━━━━━ Rows ━━━━━

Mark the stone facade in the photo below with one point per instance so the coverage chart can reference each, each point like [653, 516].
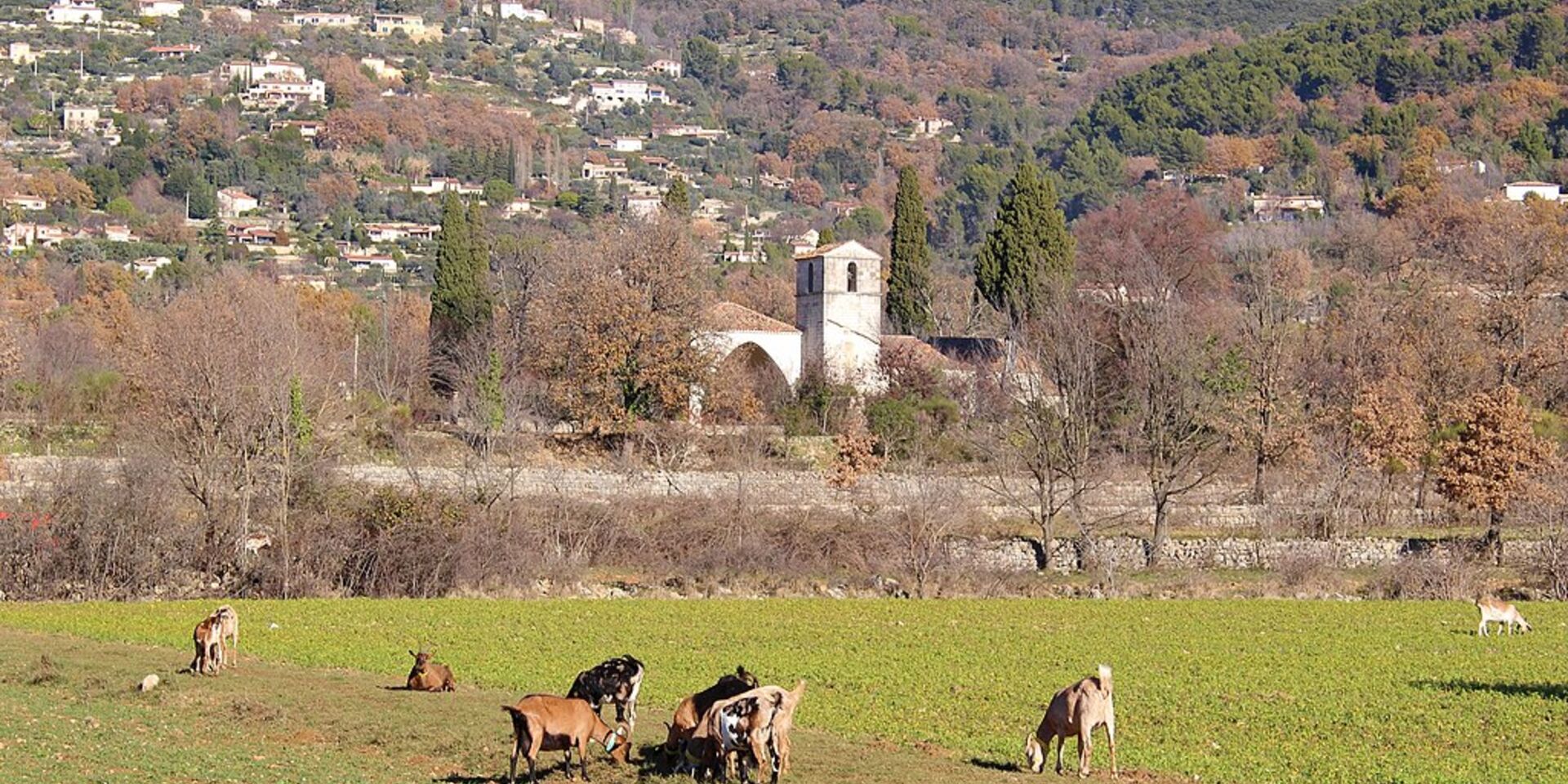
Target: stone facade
[838, 310]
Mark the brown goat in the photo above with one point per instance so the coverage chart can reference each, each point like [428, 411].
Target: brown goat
[207, 637]
[692, 709]
[555, 724]
[229, 629]
[429, 676]
[1076, 710]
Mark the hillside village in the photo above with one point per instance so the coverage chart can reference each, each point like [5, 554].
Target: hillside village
[1048, 248]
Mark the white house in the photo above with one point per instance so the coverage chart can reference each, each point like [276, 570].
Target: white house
[518, 10]
[620, 91]
[1542, 190]
[446, 185]
[74, 13]
[670, 68]
[78, 119]
[234, 203]
[20, 54]
[149, 265]
[388, 24]
[325, 20]
[25, 203]
[1269, 207]
[165, 8]
[368, 261]
[274, 93]
[644, 206]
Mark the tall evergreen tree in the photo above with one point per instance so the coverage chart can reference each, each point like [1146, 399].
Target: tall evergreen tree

━━━━━

*Exercise description*
Put each line of the material above into a JSON list of strings, one string per line. Skip blank lines and leave out the pictures.

*Solution for this task*
[
  "Mark the stone facade in the photo below with one point per instance so the coverage chart can reference each, each point like [653, 516].",
  "Target: stone facade",
  "[838, 310]",
  "Mark the brown goat in the photo above with one point per instance so the coverage chart can reference each, each point like [428, 411].",
  "Target: brown goat",
  "[207, 637]",
  "[692, 709]",
  "[555, 724]",
  "[229, 629]",
  "[429, 676]",
  "[1076, 710]",
  "Mark the hillside village in the photo above with one point per instance so the coverage chart can reference each, each point like [5, 554].",
  "Target: hillside village",
  "[1048, 248]",
  "Mark the white house in the photo above with one point per instance so the coverage chart can reference each, each point like [276, 570].",
  "Target: white house",
  "[518, 10]",
  "[620, 91]",
  "[1542, 190]",
  "[446, 185]",
  "[74, 13]",
  "[670, 68]",
  "[78, 119]",
  "[234, 203]",
  "[20, 54]",
  "[149, 265]",
  "[388, 24]",
  "[325, 20]",
  "[25, 203]",
  "[1269, 207]",
  "[165, 8]",
  "[368, 261]",
  "[274, 93]",
  "[644, 206]",
  "Mark the tall evergreen tree in the photo above with one point per instance so the coverage chart can reference each, each point like [1146, 399].",
  "Target: tall evergreen tree"
]